- _TASK OBJECTIVE_:
When a line of the entries contains "instance", please list that line.

- _DATA FOR THE TASK_:
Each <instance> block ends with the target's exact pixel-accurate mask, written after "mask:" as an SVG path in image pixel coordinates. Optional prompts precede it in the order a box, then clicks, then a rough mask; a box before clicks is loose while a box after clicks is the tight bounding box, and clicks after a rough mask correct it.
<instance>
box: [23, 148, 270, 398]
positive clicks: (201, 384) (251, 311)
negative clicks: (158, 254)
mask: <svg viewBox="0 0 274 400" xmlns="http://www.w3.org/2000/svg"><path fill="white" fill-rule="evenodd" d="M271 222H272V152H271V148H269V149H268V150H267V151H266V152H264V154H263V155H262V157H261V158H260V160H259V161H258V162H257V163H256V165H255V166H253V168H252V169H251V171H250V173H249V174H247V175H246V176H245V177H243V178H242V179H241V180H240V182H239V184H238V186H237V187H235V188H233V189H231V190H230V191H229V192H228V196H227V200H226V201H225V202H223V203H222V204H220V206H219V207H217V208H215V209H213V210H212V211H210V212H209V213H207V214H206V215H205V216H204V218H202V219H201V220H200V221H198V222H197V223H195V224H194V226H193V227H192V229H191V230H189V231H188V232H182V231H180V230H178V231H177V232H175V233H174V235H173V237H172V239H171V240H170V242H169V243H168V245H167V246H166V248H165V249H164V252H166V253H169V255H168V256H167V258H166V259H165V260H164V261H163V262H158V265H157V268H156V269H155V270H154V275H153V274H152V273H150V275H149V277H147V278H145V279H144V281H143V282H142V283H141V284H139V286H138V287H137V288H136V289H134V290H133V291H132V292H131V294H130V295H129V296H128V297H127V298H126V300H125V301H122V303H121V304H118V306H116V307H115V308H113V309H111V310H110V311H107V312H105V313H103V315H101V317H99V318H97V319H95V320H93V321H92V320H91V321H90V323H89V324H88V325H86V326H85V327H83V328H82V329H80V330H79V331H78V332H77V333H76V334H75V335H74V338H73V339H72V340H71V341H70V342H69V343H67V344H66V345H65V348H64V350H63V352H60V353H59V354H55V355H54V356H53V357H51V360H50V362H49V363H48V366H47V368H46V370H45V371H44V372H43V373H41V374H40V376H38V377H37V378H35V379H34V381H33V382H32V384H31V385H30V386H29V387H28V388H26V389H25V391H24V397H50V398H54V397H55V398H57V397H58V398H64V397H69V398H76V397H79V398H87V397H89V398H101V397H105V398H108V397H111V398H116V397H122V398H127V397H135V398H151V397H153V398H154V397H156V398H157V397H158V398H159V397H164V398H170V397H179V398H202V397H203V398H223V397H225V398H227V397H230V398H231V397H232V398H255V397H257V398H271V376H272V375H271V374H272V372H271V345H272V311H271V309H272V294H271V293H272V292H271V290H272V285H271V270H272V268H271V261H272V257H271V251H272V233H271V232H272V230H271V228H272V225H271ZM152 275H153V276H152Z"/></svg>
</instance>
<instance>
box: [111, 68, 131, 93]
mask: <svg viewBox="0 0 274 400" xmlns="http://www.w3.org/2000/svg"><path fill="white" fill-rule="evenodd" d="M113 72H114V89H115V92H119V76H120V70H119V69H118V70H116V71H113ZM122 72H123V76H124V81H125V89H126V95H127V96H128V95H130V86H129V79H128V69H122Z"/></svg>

- _SOLUTION FOR THIS EXERCISE_:
Each <instance> block ends with the target's exact pixel-accurate mask, written after "mask:" as an SVG path in image pixel coordinates. Optional prompts precede it in the order a box, then clicks, then a rough mask; a box before clicks is loose while a box after clicks is the tight bounding box, and clicks after a rough mask correct it.
<instance>
</instance>
<instance>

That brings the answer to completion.